Set task — Do not copy the pictures; transcribe all other material exactly.

Object point labels

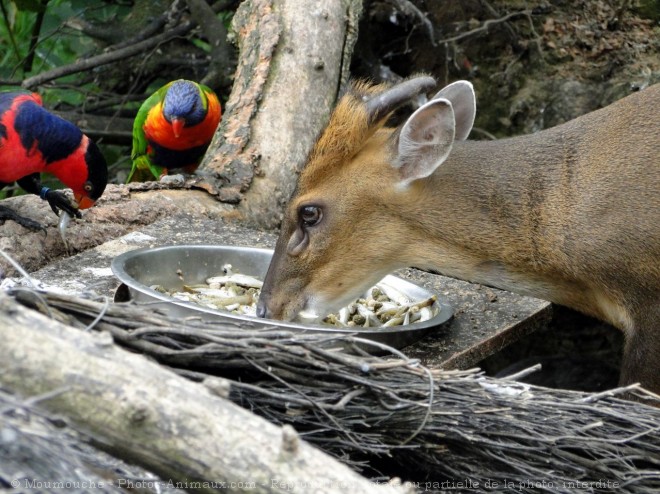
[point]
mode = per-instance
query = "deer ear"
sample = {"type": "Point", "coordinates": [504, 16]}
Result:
{"type": "Point", "coordinates": [461, 96]}
{"type": "Point", "coordinates": [425, 140]}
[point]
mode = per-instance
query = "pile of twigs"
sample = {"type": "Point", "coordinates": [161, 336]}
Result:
{"type": "Point", "coordinates": [461, 430]}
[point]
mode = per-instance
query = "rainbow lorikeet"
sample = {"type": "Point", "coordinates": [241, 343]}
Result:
{"type": "Point", "coordinates": [35, 141]}
{"type": "Point", "coordinates": [173, 129]}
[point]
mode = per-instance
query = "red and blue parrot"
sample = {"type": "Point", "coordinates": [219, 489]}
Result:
{"type": "Point", "coordinates": [35, 141]}
{"type": "Point", "coordinates": [173, 129]}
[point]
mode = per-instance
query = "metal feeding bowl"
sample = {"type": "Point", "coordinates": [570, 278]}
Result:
{"type": "Point", "coordinates": [172, 267]}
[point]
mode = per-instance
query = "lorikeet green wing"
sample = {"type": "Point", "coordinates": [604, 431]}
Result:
{"type": "Point", "coordinates": [173, 129]}
{"type": "Point", "coordinates": [143, 168]}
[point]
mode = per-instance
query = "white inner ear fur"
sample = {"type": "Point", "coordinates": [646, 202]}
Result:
{"type": "Point", "coordinates": [425, 141]}
{"type": "Point", "coordinates": [463, 101]}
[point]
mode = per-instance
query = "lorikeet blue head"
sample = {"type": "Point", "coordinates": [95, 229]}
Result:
{"type": "Point", "coordinates": [35, 141]}
{"type": "Point", "coordinates": [184, 105]}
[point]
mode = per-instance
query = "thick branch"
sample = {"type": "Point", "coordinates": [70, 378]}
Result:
{"type": "Point", "coordinates": [161, 421]}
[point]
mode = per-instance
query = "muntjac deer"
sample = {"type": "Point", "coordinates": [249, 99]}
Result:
{"type": "Point", "coordinates": [570, 214]}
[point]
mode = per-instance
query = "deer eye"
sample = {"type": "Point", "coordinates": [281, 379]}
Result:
{"type": "Point", "coordinates": [310, 215]}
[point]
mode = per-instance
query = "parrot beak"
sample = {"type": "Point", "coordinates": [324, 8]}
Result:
{"type": "Point", "coordinates": [177, 126]}
{"type": "Point", "coordinates": [84, 202]}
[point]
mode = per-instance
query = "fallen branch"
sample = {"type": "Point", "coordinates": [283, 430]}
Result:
{"type": "Point", "coordinates": [392, 412]}
{"type": "Point", "coordinates": [148, 415]}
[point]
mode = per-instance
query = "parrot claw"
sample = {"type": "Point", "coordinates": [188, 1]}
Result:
{"type": "Point", "coordinates": [58, 201]}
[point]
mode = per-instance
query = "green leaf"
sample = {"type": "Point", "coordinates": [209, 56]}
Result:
{"type": "Point", "coordinates": [30, 5]}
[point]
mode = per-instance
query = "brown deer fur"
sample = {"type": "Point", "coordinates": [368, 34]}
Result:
{"type": "Point", "coordinates": [569, 214]}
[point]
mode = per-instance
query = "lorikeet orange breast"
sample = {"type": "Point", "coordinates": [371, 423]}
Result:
{"type": "Point", "coordinates": [35, 141]}
{"type": "Point", "coordinates": [173, 129]}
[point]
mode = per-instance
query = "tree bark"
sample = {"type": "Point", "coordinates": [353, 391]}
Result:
{"type": "Point", "coordinates": [145, 414]}
{"type": "Point", "coordinates": [294, 58]}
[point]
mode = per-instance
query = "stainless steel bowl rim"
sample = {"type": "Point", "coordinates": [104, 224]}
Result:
{"type": "Point", "coordinates": [118, 268]}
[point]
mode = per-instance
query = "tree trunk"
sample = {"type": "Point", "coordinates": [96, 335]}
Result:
{"type": "Point", "coordinates": [294, 59]}
{"type": "Point", "coordinates": [150, 416]}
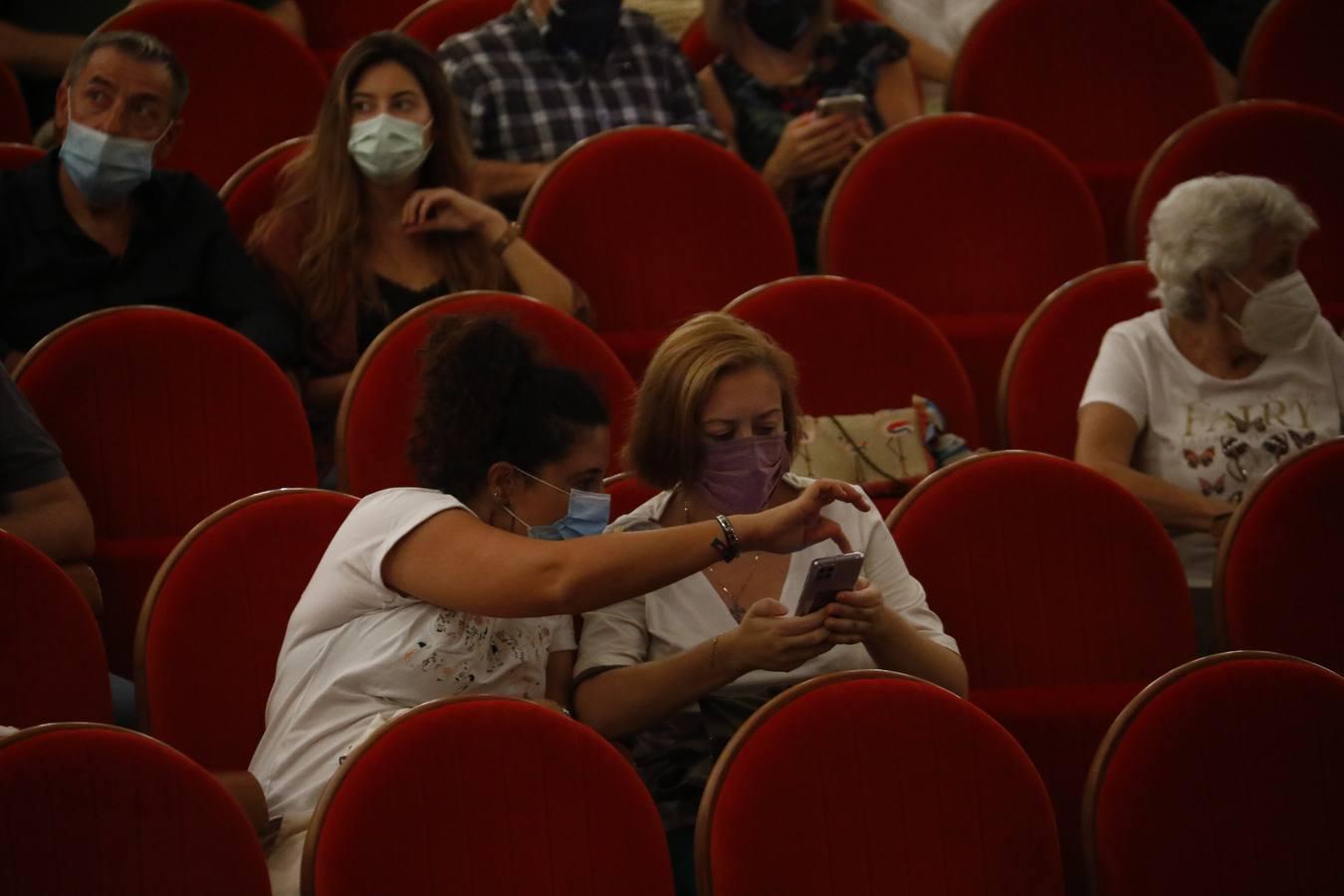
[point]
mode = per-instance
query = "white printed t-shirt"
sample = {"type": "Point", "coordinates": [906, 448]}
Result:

Solved exercise —
[point]
mode = per-instance
query = "deer ear"
sample = {"type": "Point", "coordinates": [504, 16]}
Result:
{"type": "Point", "coordinates": [461, 96]}
{"type": "Point", "coordinates": [425, 140]}
[point]
mode = per-instance
query = "pile of twigs"
sample = {"type": "Point", "coordinates": [161, 336]}
Result:
{"type": "Point", "coordinates": [461, 430]}
[point]
mode = per-instance
query = "rainbow lorikeet"
sample = {"type": "Point", "coordinates": [241, 343]}
Result:
{"type": "Point", "coordinates": [35, 141]}
{"type": "Point", "coordinates": [173, 129]}
[point]
mode = per-instance
query = "red and blue parrot"
sample = {"type": "Point", "coordinates": [219, 489]}
Result:
{"type": "Point", "coordinates": [35, 141]}
{"type": "Point", "coordinates": [173, 129]}
[point]
mode = per-instance
query = "metal feeding bowl"
sample = {"type": "Point", "coordinates": [570, 278]}
Result:
{"type": "Point", "coordinates": [172, 267]}
[point]
mode = per-instance
query = "lorikeet green wing"
sample = {"type": "Point", "coordinates": [604, 431]}
Result:
{"type": "Point", "coordinates": [173, 129]}
{"type": "Point", "coordinates": [143, 168]}
[point]
mode = per-instance
query = "white inner ear fur"
sample = {"type": "Point", "coordinates": [646, 202]}
Result:
{"type": "Point", "coordinates": [425, 141]}
{"type": "Point", "coordinates": [463, 101]}
[point]
mode = per-instance
query = "lorikeet blue head"
sample = {"type": "Point", "coordinates": [95, 229]}
Result:
{"type": "Point", "coordinates": [35, 141]}
{"type": "Point", "coordinates": [184, 105]}
[point]
mode = per-instance
query = "thick branch"
sample = {"type": "Point", "coordinates": [70, 378]}
Result:
{"type": "Point", "coordinates": [161, 421]}
[point]
mode = per-instance
query = "muntjac deer"
sample = {"type": "Point", "coordinates": [249, 99]}
Result:
{"type": "Point", "coordinates": [570, 214]}
[point]
mode = per-instance
query = "deer eye"
sample = {"type": "Point", "coordinates": [281, 379]}
Result:
{"type": "Point", "coordinates": [310, 215]}
[point]
mode = per-instance
query = "parrot beak"
sample = {"type": "Point", "coordinates": [324, 8]}
Result:
{"type": "Point", "coordinates": [177, 126]}
{"type": "Point", "coordinates": [84, 202]}
[point]
mode = per-instance
query = "fallen branch"
sample = {"type": "Point", "coordinates": [283, 430]}
Result:
{"type": "Point", "coordinates": [392, 412]}
{"type": "Point", "coordinates": [148, 415]}
[point]
mode = per-instance
query = "parrot claw"
sample = {"type": "Point", "coordinates": [188, 1]}
Result:
{"type": "Point", "coordinates": [58, 201]}
[point]
mode = per-instance
query = "green leaf"
sample = {"type": "Point", "coordinates": [209, 56]}
Result:
{"type": "Point", "coordinates": [30, 5]}
[point]
mode = per-instance
query = "brown deer fur"
sample = {"type": "Point", "coordinates": [368, 34]}
Result:
{"type": "Point", "coordinates": [569, 214]}
[point]
mode = per-instance
query = "lorikeet orange breast"
sample = {"type": "Point", "coordinates": [371, 423]}
Result:
{"type": "Point", "coordinates": [35, 141]}
{"type": "Point", "coordinates": [173, 129]}
[point]
mode = per-instance
query = "tree bark"
sample = {"type": "Point", "coordinates": [353, 391]}
Result:
{"type": "Point", "coordinates": [145, 414]}
{"type": "Point", "coordinates": [294, 58]}
[point]
mode = per-instance
query = "stainless steel bowl rim"
sample = {"type": "Point", "coordinates": [104, 224]}
Result:
{"type": "Point", "coordinates": [118, 268]}
[point]
mode = per-instance
query = "tree trunk"
sample = {"type": "Point", "coordinates": [96, 335]}
Result:
{"type": "Point", "coordinates": [294, 59]}
{"type": "Point", "coordinates": [150, 416]}
[point]
mode = per-instance
query = "white printed t-shirt"
sample = {"type": "Point", "coordinates": [906, 448]}
Result:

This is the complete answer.